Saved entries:
--- START ---

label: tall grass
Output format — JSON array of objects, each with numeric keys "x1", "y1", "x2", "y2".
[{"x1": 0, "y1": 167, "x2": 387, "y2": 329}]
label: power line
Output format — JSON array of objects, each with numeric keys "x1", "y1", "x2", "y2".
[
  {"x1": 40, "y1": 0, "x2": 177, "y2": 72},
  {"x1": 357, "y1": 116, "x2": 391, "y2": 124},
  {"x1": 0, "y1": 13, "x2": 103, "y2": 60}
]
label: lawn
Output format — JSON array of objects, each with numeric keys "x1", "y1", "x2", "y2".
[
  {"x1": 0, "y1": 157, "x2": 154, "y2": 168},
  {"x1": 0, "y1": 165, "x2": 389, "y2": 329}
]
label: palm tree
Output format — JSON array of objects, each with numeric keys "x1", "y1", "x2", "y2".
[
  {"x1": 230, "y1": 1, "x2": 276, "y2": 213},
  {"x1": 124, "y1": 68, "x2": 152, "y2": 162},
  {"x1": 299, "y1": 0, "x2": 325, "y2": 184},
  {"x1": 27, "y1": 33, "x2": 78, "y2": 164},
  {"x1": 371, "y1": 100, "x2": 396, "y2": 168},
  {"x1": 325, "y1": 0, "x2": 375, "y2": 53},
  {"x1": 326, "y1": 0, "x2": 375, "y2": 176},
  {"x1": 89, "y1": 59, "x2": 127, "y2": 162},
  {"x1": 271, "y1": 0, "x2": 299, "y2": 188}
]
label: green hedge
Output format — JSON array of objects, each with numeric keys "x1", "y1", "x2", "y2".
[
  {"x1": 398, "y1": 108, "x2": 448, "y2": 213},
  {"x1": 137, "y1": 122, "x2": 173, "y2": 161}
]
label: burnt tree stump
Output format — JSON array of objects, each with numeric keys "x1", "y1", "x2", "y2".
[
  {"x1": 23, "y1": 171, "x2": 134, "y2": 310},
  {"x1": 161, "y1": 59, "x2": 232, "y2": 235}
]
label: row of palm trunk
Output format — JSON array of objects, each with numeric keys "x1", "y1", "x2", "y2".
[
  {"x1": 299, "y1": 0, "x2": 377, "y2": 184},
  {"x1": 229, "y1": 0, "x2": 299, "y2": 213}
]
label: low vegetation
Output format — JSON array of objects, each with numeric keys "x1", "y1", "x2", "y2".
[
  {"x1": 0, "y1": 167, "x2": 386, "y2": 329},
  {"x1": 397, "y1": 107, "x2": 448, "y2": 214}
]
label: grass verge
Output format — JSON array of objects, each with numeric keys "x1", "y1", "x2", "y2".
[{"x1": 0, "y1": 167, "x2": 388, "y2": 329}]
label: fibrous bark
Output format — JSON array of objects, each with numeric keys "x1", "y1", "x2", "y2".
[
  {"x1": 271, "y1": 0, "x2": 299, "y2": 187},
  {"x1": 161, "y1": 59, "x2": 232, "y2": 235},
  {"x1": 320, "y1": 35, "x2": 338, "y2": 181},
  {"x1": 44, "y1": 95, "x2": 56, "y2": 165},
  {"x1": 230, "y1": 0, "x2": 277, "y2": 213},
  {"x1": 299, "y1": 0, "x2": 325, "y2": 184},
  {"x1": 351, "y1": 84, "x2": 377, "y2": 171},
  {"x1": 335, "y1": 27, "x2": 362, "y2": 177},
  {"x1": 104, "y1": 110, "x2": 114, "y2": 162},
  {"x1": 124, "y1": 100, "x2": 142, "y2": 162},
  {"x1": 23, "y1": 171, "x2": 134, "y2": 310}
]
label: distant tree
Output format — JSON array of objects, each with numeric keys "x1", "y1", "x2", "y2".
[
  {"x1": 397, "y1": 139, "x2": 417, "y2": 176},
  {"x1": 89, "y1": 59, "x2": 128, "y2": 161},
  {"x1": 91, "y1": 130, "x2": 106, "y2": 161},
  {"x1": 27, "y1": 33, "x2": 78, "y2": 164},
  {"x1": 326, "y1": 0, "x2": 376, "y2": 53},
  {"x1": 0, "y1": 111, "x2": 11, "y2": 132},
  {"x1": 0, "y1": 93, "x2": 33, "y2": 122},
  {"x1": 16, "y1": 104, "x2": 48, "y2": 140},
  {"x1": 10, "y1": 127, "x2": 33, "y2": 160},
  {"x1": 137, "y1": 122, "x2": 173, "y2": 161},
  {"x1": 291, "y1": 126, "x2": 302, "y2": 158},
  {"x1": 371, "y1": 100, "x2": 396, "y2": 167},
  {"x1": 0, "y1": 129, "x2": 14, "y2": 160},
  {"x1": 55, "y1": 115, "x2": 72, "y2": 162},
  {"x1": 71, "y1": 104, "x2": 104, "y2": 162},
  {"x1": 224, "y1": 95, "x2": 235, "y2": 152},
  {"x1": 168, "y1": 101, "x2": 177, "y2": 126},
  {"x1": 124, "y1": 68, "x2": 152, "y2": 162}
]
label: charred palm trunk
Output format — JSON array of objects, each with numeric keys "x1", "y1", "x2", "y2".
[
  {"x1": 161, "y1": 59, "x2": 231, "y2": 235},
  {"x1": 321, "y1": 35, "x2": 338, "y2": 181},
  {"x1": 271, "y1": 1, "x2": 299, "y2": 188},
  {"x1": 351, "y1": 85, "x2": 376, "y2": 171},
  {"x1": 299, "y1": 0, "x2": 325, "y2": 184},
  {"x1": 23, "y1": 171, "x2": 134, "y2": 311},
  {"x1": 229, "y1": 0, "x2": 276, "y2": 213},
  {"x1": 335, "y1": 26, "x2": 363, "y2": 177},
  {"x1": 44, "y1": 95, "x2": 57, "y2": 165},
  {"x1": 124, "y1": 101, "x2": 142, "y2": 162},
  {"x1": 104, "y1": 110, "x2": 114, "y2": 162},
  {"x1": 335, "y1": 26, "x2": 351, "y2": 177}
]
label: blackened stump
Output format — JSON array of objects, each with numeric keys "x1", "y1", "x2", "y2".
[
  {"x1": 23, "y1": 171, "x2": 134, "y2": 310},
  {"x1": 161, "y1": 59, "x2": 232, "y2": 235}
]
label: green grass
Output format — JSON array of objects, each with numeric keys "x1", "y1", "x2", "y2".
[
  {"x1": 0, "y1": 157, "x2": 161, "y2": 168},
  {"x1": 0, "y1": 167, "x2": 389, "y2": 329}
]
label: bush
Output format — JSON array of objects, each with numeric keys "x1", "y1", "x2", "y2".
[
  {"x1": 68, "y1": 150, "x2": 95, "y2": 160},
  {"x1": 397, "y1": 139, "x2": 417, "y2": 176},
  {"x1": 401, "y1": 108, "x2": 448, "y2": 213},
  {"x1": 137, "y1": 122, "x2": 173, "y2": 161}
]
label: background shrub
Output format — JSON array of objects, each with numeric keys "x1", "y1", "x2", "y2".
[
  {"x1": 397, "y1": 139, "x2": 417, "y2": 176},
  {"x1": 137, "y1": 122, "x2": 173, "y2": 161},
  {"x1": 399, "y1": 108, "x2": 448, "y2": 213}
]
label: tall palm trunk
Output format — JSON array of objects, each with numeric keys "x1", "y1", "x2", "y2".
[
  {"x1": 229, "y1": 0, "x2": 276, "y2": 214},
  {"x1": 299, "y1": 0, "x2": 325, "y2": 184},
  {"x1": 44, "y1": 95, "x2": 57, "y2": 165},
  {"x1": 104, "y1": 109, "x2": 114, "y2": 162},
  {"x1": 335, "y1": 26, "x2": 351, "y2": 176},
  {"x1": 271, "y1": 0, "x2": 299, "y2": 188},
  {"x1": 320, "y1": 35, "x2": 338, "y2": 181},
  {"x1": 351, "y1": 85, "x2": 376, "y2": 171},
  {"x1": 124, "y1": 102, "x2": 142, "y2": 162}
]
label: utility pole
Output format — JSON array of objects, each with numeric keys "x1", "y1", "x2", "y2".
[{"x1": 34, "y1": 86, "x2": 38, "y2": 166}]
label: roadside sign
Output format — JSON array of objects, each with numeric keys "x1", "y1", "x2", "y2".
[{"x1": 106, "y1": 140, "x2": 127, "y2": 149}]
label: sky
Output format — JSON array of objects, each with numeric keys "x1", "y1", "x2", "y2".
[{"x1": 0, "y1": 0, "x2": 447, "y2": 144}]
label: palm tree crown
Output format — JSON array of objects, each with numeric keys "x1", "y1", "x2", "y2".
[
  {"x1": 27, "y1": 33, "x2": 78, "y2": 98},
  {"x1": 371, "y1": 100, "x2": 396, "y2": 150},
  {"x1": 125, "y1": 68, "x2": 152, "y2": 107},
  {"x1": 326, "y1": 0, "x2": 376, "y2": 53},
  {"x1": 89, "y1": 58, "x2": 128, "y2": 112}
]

--- END ---

# WHAT YOU ARE ASKED TO DO:
In the records above, locate each line with the word "grass". Copy all such lines.

# REPLY:
label: tall grass
label: grass verge
label: green grass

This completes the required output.